DO THIS
Please reproduce the part of the entries below that opens with the line containing "suv rear window?" and closes with the line containing "40), (25, 45)]", including both of those lines. Give only that part, unchanged.

>>>>

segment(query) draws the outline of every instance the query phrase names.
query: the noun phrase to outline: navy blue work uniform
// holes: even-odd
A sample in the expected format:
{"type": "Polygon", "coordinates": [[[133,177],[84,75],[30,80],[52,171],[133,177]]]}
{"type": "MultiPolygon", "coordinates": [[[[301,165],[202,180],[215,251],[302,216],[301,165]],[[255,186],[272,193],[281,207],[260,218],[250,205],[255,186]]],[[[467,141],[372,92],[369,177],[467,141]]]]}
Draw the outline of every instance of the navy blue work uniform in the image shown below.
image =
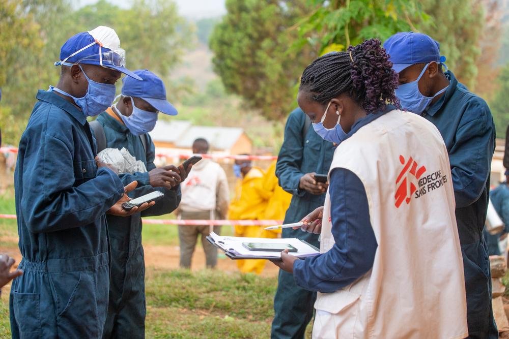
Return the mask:
{"type": "Polygon", "coordinates": [[[498,240],[500,235],[509,232],[509,187],[506,182],[502,182],[498,187],[490,192],[490,200],[495,210],[505,224],[505,229],[498,234],[490,234],[485,228],[483,231],[488,243],[488,253],[490,256],[500,255],[498,240]]]}
{"type": "Polygon", "coordinates": [[[483,236],[495,125],[484,100],[459,83],[452,72],[445,75],[450,84],[445,94],[421,115],[438,129],[449,154],[465,271],[469,337],[498,338],[491,305],[490,260],[483,236]]]}
{"type": "MultiPolygon", "coordinates": [[[[108,112],[115,114],[111,109],[108,112]]],[[[145,153],[140,138],[136,136],[108,112],[101,113],[97,121],[106,135],[107,147],[125,147],[136,160],[145,163],[147,171],[156,168],[154,143],[147,135],[148,151],[145,153]]],[[[137,198],[155,190],[164,194],[163,198],[143,211],[126,218],[107,215],[108,229],[111,245],[111,275],[110,279],[109,303],[104,338],[143,338],[145,333],[145,263],[142,246],[142,217],[171,213],[180,202],[180,187],[172,190],[154,188],[150,186],[148,172],[121,174],[120,178],[127,185],[137,180],[138,187],[129,192],[131,198],[137,198]]]]}
{"type": "Polygon", "coordinates": [[[105,213],[124,194],[98,169],[85,115],[39,90],[19,143],[14,173],[24,273],[11,289],[14,338],[100,338],[109,267],[105,213]]]}
{"type": "MultiPolygon", "coordinates": [[[[326,174],[334,148],[322,139],[313,127],[303,136],[305,114],[300,108],[290,113],[285,128],[285,139],[276,165],[279,186],[292,193],[292,202],[285,223],[300,221],[317,207],[323,206],[325,194],[314,195],[299,188],[300,178],[312,172],[326,174]]],[[[319,246],[318,235],[300,230],[285,228],[282,237],[296,237],[319,246]]],[[[274,298],[272,338],[303,338],[306,327],[313,316],[316,292],[298,286],[291,273],[279,270],[277,290],[274,298]]]]}

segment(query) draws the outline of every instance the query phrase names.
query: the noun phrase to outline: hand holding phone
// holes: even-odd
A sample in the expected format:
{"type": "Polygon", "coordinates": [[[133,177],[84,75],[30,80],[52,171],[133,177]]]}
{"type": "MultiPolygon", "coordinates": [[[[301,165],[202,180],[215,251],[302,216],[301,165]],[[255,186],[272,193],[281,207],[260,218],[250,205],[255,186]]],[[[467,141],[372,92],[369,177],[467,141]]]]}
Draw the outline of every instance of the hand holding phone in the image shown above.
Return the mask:
{"type": "Polygon", "coordinates": [[[154,191],[148,194],[138,197],[122,204],[122,208],[126,211],[131,210],[133,207],[141,206],[146,202],[152,202],[161,199],[164,196],[164,194],[159,191],[154,191]]]}
{"type": "Polygon", "coordinates": [[[327,182],[328,180],[327,174],[319,174],[318,173],[315,173],[315,180],[317,180],[317,182],[323,182],[325,183],[327,182]]]}

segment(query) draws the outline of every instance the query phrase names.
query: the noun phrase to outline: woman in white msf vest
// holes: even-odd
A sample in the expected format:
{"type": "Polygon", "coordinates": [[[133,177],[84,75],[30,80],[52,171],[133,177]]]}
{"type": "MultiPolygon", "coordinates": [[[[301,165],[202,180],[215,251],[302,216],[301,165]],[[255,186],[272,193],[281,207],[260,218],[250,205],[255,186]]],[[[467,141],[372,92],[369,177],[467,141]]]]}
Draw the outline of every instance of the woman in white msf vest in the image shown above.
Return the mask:
{"type": "Polygon", "coordinates": [[[468,335],[447,150],[432,124],[395,108],[391,66],[371,40],[317,59],[301,79],[299,106],[339,144],[325,205],[303,220],[321,232],[321,254],[275,262],[318,292],[314,338],[468,335]]]}

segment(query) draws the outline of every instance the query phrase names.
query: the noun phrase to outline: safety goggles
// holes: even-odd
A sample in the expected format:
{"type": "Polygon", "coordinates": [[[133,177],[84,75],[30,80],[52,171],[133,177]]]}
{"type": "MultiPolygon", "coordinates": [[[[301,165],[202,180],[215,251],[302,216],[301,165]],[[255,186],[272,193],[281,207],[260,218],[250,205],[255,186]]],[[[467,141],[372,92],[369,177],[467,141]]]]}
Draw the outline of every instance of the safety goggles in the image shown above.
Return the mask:
{"type": "Polygon", "coordinates": [[[114,50],[108,51],[107,52],[102,52],[101,51],[102,46],[99,45],[99,53],[93,54],[90,55],[88,55],[84,57],[82,57],[79,60],[70,64],[69,63],[66,63],[66,61],[70,57],[75,55],[84,50],[87,48],[93,46],[95,44],[98,43],[96,41],[93,43],[88,45],[85,47],[83,47],[81,49],[79,49],[76,52],[74,52],[72,54],[64,59],[62,61],[59,61],[55,63],[55,66],[58,66],[60,65],[65,66],[72,66],[73,65],[75,65],[76,64],[79,64],[80,63],[83,62],[86,60],[93,60],[97,61],[97,57],[99,56],[99,65],[101,66],[117,66],[118,67],[125,67],[126,65],[126,51],[125,50],[119,48],[118,49],[115,49],[114,50]]]}

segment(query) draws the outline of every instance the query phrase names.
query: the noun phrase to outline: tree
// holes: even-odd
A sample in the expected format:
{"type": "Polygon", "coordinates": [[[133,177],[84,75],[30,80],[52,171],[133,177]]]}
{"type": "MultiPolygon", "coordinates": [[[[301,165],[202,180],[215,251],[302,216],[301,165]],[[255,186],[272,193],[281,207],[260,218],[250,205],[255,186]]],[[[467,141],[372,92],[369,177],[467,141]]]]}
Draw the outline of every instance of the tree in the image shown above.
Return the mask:
{"type": "Polygon", "coordinates": [[[306,0],[227,0],[226,8],[210,38],[214,69],[248,108],[280,119],[296,106],[298,76],[316,55],[307,46],[287,53],[297,37],[288,28],[310,10],[306,0]]]}
{"type": "Polygon", "coordinates": [[[422,10],[433,22],[419,22],[420,31],[440,44],[445,64],[459,80],[474,89],[483,32],[484,7],[478,0],[421,0],[422,10]]]}
{"type": "Polygon", "coordinates": [[[227,0],[226,7],[211,39],[214,70],[227,90],[275,119],[295,107],[299,77],[320,53],[387,38],[421,17],[413,0],[227,0]]]}
{"type": "Polygon", "coordinates": [[[497,80],[500,87],[490,103],[490,108],[495,121],[497,136],[505,138],[505,130],[509,126],[509,101],[507,99],[509,93],[509,64],[502,69],[497,80]]]}

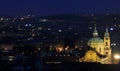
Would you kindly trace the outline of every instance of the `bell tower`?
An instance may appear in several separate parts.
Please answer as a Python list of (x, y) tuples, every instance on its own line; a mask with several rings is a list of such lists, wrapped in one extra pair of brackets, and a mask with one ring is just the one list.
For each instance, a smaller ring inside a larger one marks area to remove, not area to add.
[(104, 54), (107, 56), (107, 64), (111, 64), (111, 48), (110, 48), (110, 34), (108, 32), (108, 28), (104, 33)]

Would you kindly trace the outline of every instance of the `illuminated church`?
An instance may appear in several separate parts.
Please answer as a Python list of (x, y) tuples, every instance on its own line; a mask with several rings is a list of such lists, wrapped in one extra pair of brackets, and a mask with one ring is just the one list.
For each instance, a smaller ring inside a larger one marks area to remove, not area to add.
[(90, 50), (85, 53), (84, 57), (80, 58), (80, 62), (111, 64), (110, 34), (108, 28), (106, 28), (104, 37), (101, 39), (95, 26), (93, 37), (88, 40), (87, 44)]

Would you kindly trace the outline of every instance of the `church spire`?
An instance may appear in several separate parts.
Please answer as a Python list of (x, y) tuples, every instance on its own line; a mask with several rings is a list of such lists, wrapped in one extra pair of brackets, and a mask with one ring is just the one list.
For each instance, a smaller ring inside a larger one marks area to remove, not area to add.
[(108, 27), (106, 27), (106, 31), (105, 31), (104, 37), (110, 37), (110, 34), (108, 32)]
[(94, 37), (98, 36), (98, 31), (97, 31), (97, 29), (96, 29), (96, 24), (95, 24), (95, 28), (94, 28), (94, 32), (93, 32), (93, 36), (94, 36)]

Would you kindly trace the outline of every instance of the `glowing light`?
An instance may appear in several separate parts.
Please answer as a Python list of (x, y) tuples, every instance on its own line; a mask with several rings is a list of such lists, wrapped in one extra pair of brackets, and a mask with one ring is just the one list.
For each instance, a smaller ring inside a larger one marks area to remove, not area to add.
[(62, 32), (62, 30), (61, 30), (61, 29), (59, 29), (59, 30), (58, 30), (58, 32)]
[(4, 20), (4, 18), (0, 18), (0, 20), (1, 20), (1, 21), (3, 21), (3, 20)]
[(28, 26), (28, 24), (25, 24), (25, 26), (27, 27), (27, 26)]
[(113, 30), (114, 30), (114, 28), (110, 28), (110, 30), (111, 30), (111, 31), (113, 31)]

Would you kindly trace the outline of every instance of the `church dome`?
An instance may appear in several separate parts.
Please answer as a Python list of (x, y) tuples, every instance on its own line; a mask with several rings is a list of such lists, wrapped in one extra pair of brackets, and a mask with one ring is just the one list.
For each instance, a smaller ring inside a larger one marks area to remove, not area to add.
[(88, 44), (90, 43), (103, 43), (103, 40), (100, 37), (93, 37), (88, 41)]

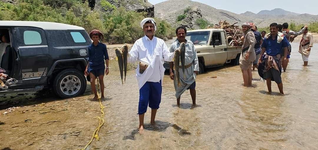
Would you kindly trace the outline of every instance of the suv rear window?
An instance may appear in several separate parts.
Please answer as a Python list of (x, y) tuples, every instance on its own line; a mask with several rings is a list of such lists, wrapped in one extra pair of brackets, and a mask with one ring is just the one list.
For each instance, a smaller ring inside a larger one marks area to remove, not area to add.
[(38, 45), (42, 43), (41, 35), (35, 31), (24, 31), (23, 33), (23, 40), (25, 45)]
[(71, 32), (71, 35), (72, 36), (73, 40), (75, 43), (85, 43), (86, 42), (83, 35), (78, 32)]

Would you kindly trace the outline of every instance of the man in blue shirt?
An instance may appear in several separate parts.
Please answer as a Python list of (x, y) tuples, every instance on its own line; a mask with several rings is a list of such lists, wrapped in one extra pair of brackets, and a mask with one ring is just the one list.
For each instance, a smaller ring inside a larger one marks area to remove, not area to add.
[[(104, 74), (107, 75), (109, 72), (108, 67), (109, 59), (106, 45), (99, 42), (104, 37), (100, 31), (97, 30), (93, 30), (89, 33), (89, 37), (93, 40), (93, 43), (88, 47), (88, 61), (85, 74), (85, 75), (89, 75), (92, 89), (95, 95), (93, 100), (96, 100), (99, 98), (95, 87), (95, 79), (96, 77), (98, 77), (100, 85), (101, 98), (103, 99), (105, 98), (104, 95)], [(105, 71), (104, 60), (106, 62), (106, 71)]]
[(253, 62), (253, 70), (255, 70), (255, 68), (258, 67), (257, 64), (259, 58), (260, 54), (260, 46), (263, 43), (263, 38), (262, 38), (262, 34), (257, 30), (257, 27), (253, 23), (250, 23), (252, 28), (251, 30), (254, 33), (255, 36), (255, 45), (254, 45), (254, 49), (255, 50), (255, 54), (256, 55), (256, 59)]
[[(289, 44), (286, 37), (282, 33), (278, 32), (278, 25), (273, 23), (270, 25), (270, 34), (266, 36), (261, 46), (262, 51), (260, 55), (263, 56), (266, 53), (264, 57), (262, 62), (262, 57), (260, 57), (258, 63), (259, 66), (258, 69), (263, 70), (262, 73), (263, 78), (266, 79), (266, 83), (268, 92), (272, 92), (271, 81), (274, 81), (277, 84), (280, 93), (284, 94), (283, 91), (283, 83), (282, 82), (280, 74), (281, 72), (282, 64), (283, 67), (285, 67), (287, 62), (287, 47)], [(284, 49), (284, 58), (281, 59), (280, 52), (282, 49)], [(282, 60), (282, 63), (281, 60)], [(261, 64), (260, 64), (261, 63)], [(265, 69), (260, 68), (265, 67)], [(261, 75), (261, 74), (260, 74)]]

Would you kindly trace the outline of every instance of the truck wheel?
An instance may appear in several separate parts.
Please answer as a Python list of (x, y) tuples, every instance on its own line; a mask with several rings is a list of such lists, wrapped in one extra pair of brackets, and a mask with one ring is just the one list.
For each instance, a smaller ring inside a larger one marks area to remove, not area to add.
[(202, 74), (204, 72), (204, 67), (203, 65), (201, 62), (199, 62), (199, 74)]
[(83, 94), (86, 89), (86, 79), (82, 73), (74, 69), (68, 69), (56, 75), (53, 83), (53, 91), (62, 98)]

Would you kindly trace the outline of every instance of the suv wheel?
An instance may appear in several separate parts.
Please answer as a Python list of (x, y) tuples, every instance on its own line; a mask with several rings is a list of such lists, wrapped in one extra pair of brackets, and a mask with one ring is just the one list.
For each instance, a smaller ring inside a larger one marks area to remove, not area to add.
[(60, 72), (55, 77), (53, 90), (57, 96), (66, 98), (83, 94), (86, 89), (86, 79), (78, 70), (68, 69)]

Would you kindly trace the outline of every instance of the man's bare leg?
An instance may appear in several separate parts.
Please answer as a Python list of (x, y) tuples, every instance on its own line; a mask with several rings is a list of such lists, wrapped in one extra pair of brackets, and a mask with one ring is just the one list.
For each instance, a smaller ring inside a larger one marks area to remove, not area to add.
[(247, 75), (248, 76), (248, 86), (252, 86), (252, 80), (253, 79), (253, 74), (252, 74), (252, 69), (249, 69), (247, 70)]
[(192, 107), (194, 108), (196, 107), (197, 104), (196, 103), (196, 96), (197, 95), (197, 91), (195, 89), (190, 89), (190, 94), (191, 95), (191, 98), (192, 99)]
[(177, 105), (178, 107), (180, 106), (180, 98), (181, 96), (180, 96), (179, 97), (177, 98)]
[(255, 70), (255, 68), (258, 68), (258, 65), (253, 65), (253, 71)]
[(284, 92), (283, 91), (283, 83), (281, 83), (277, 84), (278, 87), (278, 89), (279, 89), (279, 92), (282, 94), (284, 94)]
[(143, 118), (145, 117), (145, 113), (139, 115), (139, 133), (142, 134), (143, 132)]
[(272, 78), (266, 79), (266, 84), (267, 84), (267, 88), (268, 89), (268, 92), (272, 92)]
[(98, 76), (98, 79), (100, 81), (100, 92), (101, 93), (101, 97), (100, 98), (104, 99), (105, 98), (105, 96), (104, 95), (104, 90), (105, 88), (105, 86), (104, 84), (104, 75), (100, 75)]
[(243, 73), (243, 80), (244, 81), (244, 86), (245, 87), (248, 86), (248, 73), (247, 70), (242, 70)]
[(98, 98), (97, 95), (97, 91), (96, 91), (96, 87), (95, 87), (95, 79), (96, 77), (91, 72), (89, 73), (89, 77), (91, 78), (91, 86), (92, 87), (92, 90), (93, 91), (95, 96), (93, 98), (93, 100), (96, 100)]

<<<<

RESPONSE TO THE EXERCISE
Would you kindly trace the outline of every instance of the suv rear window?
An instance may appear in several separate parts.
Please answer as a Python list of (x, y) tuples, every instance on its own line; a mask with several rings is a list of such lists, wrapped in one extra pair of brackets, and a mask with one ring is just the one list.
For each instance, a smaller ring inside a larger one marks area to remove, not area to add.
[(38, 45), (42, 43), (41, 35), (35, 31), (24, 31), (23, 33), (23, 40), (25, 45)]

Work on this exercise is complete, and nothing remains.